**Selected passage:**
Thank you very much for your reply. Actually, VASP run through a job scheduler like SLURM . So I think I should use qlaunch instead of rlaunch and for this, I set up my_qadapter.yaml file and the contain inside are below:

my_qadapter.yaml

fw_name: CommonAdapter
_fw_q_type: SLURM
_fw_template_file: /scratch/users/skumar/atomate_opt/job_ht.sh
rocket_launch: qlaunch -c /scratch/users/skumar/atomate_opt/config rapidfire
nodes: 2
walltime: 24:00:00
queue: batch
account: null
job_name: null
pre_rocket: null
post_rocket: null
logdir: /scratch/users/skumar/atomate_opt/logs

db.json

{
    "host": "mongodb+srv://cluster0-aagd1.mongodb.net/",
    "port": 27017,
    "database": "test",
    "collection": "test",
    "admin_user": "test",
    "admin_password": "12345",
    "authsource": "admin"
    "aliases": {}
}


But when I used qlaunch singleshot, I got an error below:

Traceback (most recent call last):
  File "/home/users/skumar/anaconda3/envs/atomate_opt/bin/qlaunch", line 10, in <module>
    sys.exit(qlaunch())
  File "/home/users/skumar/anaconda3/envs/atomate_opt/lib/python3.7/site-packages/fireworks/scripts/qlaunch_run.py", line 222, in qlaunch
    do_launch(args)
  File "/home/users/skumar/anaconda3/envs/atomate_opt/lib/python3.7/site-packages/fireworks/scripts/qlaunch_run.py", line 61, in do_launch
    queueadapter = load_object_from_file(args.queueadapter_file)

**Provided data:**
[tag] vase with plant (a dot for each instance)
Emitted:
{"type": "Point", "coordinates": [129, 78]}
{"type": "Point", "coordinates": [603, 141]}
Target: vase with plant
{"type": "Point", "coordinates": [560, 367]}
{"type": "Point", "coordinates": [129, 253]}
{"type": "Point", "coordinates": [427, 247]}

**Brief 1:** Arrange every line of the entries as a Markdown table with the columns No. and Line, numbering the rows and leaving out any blank lines.
**Brief 2:** Pick up the forum post about the qlaunch error right after its last line and keep writing it.
The forum post and the entries are unrelated to each other.

**Task output 1:**
| No. | Line |
|---|---|
| 1 | [tag] vase with plant (a dot for each instance) |
| 2 | Emitted: |
| 3 | {"type": "Point", "coordinates": [129, 78]} |
| 4 | {"type": "Point", "coordinates": [603, 141]} |
| 5 | Target: vase with plant |
| 6 | {"type": "Point", "coordinates": [560, 367]} |
| 7 | {"type": "Point", "coordinates": [129, 253]} |
| 8 | {"type": "Point", "coordinates": [427, 247]} |

**Task output 2:**
  File "/home/users/skumar/anaconda3/envs/atomate_opt/lib/python3.7/site-packages/fireworks/utilities/fw_serializers.py", line 394, in load_object_from_file
    return load_object(m_dict)
  File "/home/users/skumar/anaconda3/envs/atomate_opt/lib/python3.7/site-packages/fireworks/utilities/fw_serializers.py", line 323, in load_object
    fw_name = FW_NAME_UPDATES.get(obj_dict['_fw_name'], obj_dict['_fw_name'])
KeyError: '_fw_name'


However, I got VASP input files like INCAR, POTCAR, KPOINTS and POSCAR when I used rlaunch singleshot with an error. And it was like below:

2019-08-06 19:07:47,701 INFO Hostname/IP lookup (this will take a few seconds)
2019-08-06 19:07:47,702 INFO Launching Rocket
2019-08-06 19:07:52,654 INFO RUNNING fw_id: 4 in directory: /mnt/lscratch/users/skumar/atomate_opt/MgO
2019-08-06 19:07:53,886 INFO Task started: FileWriteTask.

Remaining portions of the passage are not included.